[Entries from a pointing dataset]
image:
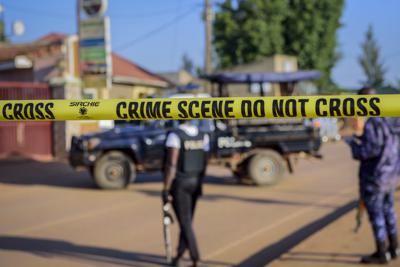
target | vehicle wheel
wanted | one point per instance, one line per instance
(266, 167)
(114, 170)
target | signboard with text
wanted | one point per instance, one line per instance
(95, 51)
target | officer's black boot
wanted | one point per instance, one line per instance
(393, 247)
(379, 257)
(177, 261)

==

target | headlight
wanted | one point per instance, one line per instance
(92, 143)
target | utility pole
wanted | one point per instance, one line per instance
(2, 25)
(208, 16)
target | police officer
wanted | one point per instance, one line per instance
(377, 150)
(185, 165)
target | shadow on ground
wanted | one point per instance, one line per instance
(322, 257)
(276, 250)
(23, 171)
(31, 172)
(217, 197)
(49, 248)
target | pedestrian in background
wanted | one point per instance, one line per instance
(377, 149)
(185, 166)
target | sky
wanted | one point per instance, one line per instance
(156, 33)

WHAT YOU NEED TO DO ▸
Please count the lines in the entries above that contain the string "target", and give only that number.

RESPONSE ▸
9